---- ENTRIES SUPPLIED

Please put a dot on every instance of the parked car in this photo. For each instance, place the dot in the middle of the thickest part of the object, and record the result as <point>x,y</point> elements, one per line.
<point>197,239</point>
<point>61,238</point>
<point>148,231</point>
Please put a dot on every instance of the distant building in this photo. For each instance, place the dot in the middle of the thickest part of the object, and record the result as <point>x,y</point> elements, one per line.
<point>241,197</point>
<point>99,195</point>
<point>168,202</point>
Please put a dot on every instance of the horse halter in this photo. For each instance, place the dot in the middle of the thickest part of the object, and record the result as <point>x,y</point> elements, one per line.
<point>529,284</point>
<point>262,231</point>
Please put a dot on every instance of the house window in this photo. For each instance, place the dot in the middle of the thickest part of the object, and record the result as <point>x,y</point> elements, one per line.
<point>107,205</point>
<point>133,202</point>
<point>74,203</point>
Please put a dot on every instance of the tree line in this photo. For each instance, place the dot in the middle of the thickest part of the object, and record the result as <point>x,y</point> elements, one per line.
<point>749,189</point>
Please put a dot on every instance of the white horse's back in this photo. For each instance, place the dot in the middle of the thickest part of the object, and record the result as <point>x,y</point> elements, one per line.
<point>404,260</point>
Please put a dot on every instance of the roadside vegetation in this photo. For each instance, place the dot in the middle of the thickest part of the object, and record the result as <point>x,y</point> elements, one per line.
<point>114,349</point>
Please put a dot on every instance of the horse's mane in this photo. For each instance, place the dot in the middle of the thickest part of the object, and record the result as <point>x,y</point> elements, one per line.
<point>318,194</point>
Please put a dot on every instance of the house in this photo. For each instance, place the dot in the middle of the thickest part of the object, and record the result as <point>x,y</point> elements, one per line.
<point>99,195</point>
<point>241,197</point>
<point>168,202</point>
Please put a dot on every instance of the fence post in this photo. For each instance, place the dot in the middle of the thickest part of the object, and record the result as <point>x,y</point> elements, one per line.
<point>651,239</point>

--------
---- ENTRIES SUPPLIED

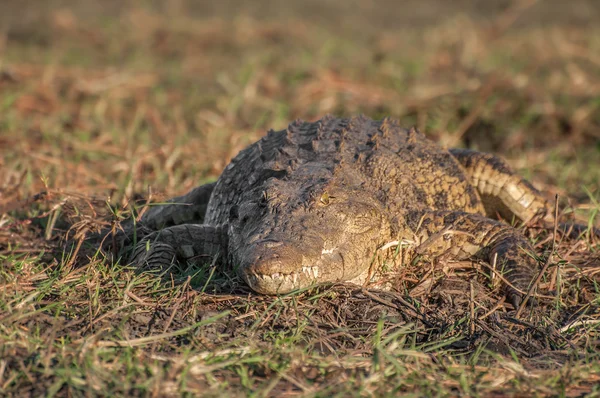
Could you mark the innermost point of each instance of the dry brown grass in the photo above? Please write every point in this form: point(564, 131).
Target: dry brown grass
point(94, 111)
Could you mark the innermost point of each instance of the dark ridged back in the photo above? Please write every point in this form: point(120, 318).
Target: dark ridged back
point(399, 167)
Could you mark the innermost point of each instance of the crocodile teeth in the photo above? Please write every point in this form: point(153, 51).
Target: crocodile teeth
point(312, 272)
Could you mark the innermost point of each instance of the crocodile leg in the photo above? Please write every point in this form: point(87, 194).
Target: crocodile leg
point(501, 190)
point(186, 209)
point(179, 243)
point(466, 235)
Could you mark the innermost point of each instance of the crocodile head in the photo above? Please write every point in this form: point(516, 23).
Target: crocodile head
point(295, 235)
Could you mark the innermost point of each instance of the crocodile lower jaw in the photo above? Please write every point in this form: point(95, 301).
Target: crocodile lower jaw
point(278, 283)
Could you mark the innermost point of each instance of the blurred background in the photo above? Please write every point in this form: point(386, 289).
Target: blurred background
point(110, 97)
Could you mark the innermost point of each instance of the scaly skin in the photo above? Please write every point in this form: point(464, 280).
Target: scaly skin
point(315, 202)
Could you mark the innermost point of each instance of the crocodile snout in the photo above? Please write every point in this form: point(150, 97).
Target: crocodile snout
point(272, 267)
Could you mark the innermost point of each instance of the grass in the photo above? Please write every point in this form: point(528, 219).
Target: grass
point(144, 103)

--------
---- ENTRIES SUPPLIED

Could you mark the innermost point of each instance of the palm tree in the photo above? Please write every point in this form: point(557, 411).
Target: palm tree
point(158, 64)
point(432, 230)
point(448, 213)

--------

> **WORK ITEM**: What lines of the material above contain "mark"? Return each of them.

> **RESULT OF THE TASK**:
Could you mark the innermost point of each instance of the dry brown grass in the photo above? Please write every point in this form: point(564, 131).
Could you mark the innermost point of each instance of the dark ridged back in the photo above? Please write every point in this form: point(120, 318).
Could you mark the innermost point of each instance of the crocodile teeth in the photo above? Please write every point in this form: point(153, 51).
Could you mark the innermost point of each instance of the crocodile leg in the photo above? Please write every point in this form: point(87, 194).
Could you mark the innermost point of each instance of the crocodile head in the photo above? Please write every point in this form: point(516, 23).
Could you mark the innermost point of each instance of the crocodile lower jaw in the photo above? Please write every point in this form: point(95, 301).
Could you mark the innermost point of each instance of the blurred background in the photo above? Please write every point in this form: point(386, 289).
Could you mark the innermost point of each instance of the scaly skin in the photo above? Please write every point in this form: point(464, 280).
Could you mark the innermost point of each instance of the crocodile snout in the photo above? Please write every point in this form: point(150, 97).
Could you mark the innermost point of each instance of the grass in the photo above? Please write every point in this form: point(528, 219).
Could you mark the innermost point of each instance of the palm tree in the photo above? Please write every point in this form: point(557, 411).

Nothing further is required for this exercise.